## What you need to do
1. Translate into Spanish the following sentence from the excerpt on ethical blind spots in business: "In many recent cases, authentic leadership could have made a big difference in preventing employees from developing ethical blind spots, according to Michael."
2. From the excerpt on ethical blind spots in business, retype without changes the part that opens with the words containing "In many recent" and closes with "according to Michael.".

═════ Excerpt to read ═════

While Kalanick was a founding force behind the revolutionary ride share app with the aim to democratise and people-power an entire industry, his autocratic style started to unravel the mission of the company.
"Travis had almost a Rambo-style approach to leadership, which made Uber giant," said Eric Schiffer, a brand management expert and CEO of Reputation Management Consultants. "But with it came a lot of fallout."
Breaking the ethical blind spot cycle
Michael, who spent 15 years in the Australian Defence Force followed by 20 years as a management consultant, says greater awareness of ethical blind spots is key to preventing corporate scandals.
He believes that contemporary research explains why the approach taken by most organisations, of hiring honest people, training them in ethical behaviour and penalising transgressions – is not working. The fact is that ‘honest people’ don’t always live up to their values.
Ethics training incorrectly assumes that people always make conscious decisions, while punishments are not effective deterrents for those focused on short-term rewards as they tend to ignore the risk of getting caught.
Instead, companies would do better to identify employees with high reward sensitivity and low cognitive flexibility, as there are now evidence-based tools to help them do so. “Forewarned is forearmed,” says Michael.
“Companies need to understand the type of people they are hiring or promoting and their appetite for risk. Then, rather than teaching moral values, they can help people improve their ‘ethical intelligence’ by developing self-awareness and learning how to navigate their own ethical dilemmas.”
Other ways to encourage ethical behaviour at the organisation level include establishing open and transparent decision-making processes, having a system of checks and reviews, understanding the pros and cons of incentive schemes and being mindful of how high workload influences unethical behaviour.
What can leaders do?
In many recent cases, authentic leadership could have made a big difference in preventing employees from developing ethical blind spots, according to Michael.
“There are several ways that leaders can help staff develop a better ethical compass – a crucial step is to act ethically themselves – as misjudgement in leadership decisions is often used as an excuse for unethical behaviour by staff,” says Michael.
Leaders need to discuss and debate the ethical dimensions of a problem openly rather than privately, and they need to act swiftly to address unethical behaviour and misconduct instead of ignoring it, or letting it snowball.
“While some misconduct is deliberate, the fact is that most people believe they are ethical even if they don’t always act that way,” says Michael.
“By understanding how unethical behaviour occurs, companies and leaders can help good people avoid bad decisions.”

═════ Given records ═════

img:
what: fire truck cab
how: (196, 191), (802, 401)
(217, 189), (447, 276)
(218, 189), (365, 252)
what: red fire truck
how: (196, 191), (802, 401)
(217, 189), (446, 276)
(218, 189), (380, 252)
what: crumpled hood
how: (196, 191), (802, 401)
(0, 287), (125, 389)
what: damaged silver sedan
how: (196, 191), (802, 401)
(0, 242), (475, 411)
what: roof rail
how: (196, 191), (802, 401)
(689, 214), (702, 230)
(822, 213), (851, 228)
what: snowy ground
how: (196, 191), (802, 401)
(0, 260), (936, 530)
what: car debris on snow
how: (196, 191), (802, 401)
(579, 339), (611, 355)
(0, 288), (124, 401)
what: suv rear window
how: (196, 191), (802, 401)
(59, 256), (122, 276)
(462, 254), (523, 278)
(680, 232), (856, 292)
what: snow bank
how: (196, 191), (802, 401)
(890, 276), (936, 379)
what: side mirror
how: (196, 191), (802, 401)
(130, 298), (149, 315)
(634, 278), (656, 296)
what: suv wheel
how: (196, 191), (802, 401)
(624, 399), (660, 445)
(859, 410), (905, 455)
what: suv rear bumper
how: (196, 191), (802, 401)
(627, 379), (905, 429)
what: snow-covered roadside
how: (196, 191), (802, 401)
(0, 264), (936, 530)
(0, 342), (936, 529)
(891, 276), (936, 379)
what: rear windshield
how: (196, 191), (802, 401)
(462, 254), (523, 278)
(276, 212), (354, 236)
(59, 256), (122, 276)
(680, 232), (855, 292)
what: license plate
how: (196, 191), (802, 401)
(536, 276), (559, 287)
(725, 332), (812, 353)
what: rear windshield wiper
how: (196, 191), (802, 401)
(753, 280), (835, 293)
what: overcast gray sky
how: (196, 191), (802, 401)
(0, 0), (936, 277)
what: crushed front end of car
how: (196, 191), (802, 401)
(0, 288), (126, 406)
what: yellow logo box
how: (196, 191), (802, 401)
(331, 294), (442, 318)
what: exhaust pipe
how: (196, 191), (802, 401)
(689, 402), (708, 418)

═════

## The solutions
1. En muchos casos recientes, un liderazgo auténtico podría haber marcado una gran diferencia para evitar que los empleados desarrollaran puntos ciegos éticos, según Michael.

2.
In many recent cases, authentic leadership could have made a big difference in preventing employees from developing ethical blind spots, according to Michael.